-------- Aangeleverde tekst

Er werd ook nog bij gewaakt dat de poppen daar zeker bleven hangen, want
iedereen moest dat weten.
Bron: Willem van Stiphout, Uit ’n dagboek van een verhuizer
(Oirschot, oktober 1984) 42.
Bernard Van Dam schreef in de jaren 1950 en 1960 over het
'oud-brabands dorpsleven'. Hij schrijft onder andere:
In
dezelfde week van aangifte moesten al de buurjongens op een biertraktaat
komen. Werdeen ze daarop niet verzocht, dan kon het bruidspaar er op
rekenen dat het "in den boom gehangen" werd, dat wil zeggen dat er een
paar levensgrote poppen werden gemaakt, die dan langs den kerkweg in een
hoge boom werden gehesen en met een ijzerdraad stevig aangesjord; ze
hingen daar dan met een omgekeerde fles en glas voorzien van een op een
karton aangebrachte spreuk als bijvoorbeeld: "Hier offert men voor de
man, die geen bier betalen kan" voor iedereen te kijk, tot ergernis van
de in haar buurplicht tekort geschoten familie.

----------------
-------- Ruwe items

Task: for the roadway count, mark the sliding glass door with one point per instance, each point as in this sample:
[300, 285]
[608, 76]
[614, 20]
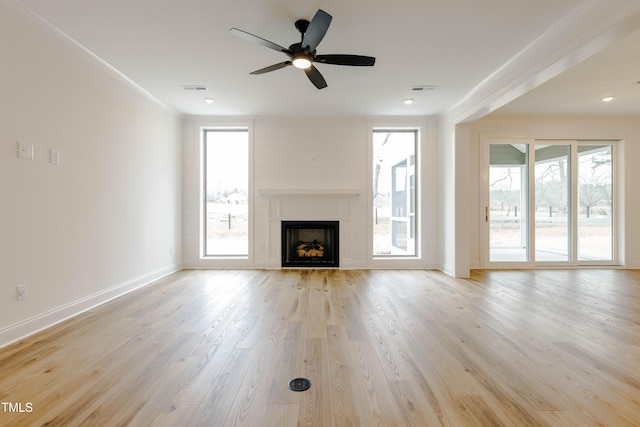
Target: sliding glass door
[595, 203]
[549, 203]
[552, 202]
[507, 212]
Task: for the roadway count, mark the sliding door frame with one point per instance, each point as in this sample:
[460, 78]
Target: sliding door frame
[573, 213]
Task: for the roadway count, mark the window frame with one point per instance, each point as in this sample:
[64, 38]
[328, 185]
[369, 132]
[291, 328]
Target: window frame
[414, 218]
[203, 193]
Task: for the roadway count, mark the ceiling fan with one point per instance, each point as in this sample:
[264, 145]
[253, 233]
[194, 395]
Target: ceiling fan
[302, 55]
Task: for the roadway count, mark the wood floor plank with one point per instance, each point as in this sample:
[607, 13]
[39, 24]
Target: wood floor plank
[381, 348]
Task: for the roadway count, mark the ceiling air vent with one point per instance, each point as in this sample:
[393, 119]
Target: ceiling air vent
[194, 87]
[424, 88]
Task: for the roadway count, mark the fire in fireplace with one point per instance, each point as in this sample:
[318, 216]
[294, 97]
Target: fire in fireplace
[310, 243]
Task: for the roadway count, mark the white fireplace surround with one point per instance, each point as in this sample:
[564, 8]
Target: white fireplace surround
[310, 204]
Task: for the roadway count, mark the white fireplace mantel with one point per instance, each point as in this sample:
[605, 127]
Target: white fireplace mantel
[281, 193]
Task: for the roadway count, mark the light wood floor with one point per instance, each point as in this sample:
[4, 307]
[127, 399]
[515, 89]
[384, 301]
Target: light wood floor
[392, 348]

----------------

* [Wat te doen]
Kun je uit de tekst over het oud-Brabantse dorpsleven hierboven het gedeelte dat begint bij "Er werd ook" en eindigt bij "oktober 1984) 42." letterlijk weergeven?

* [Geschreven antwoord]
Er werd ook nog bij gewaakt dat de poppen daar zeker bleven hangen, want
iedereen moest dat weten.
Bron: Willem van Stiphout, Uit ’n dagboek van een verhuizer
(Oirschot, oktober 1984) 42.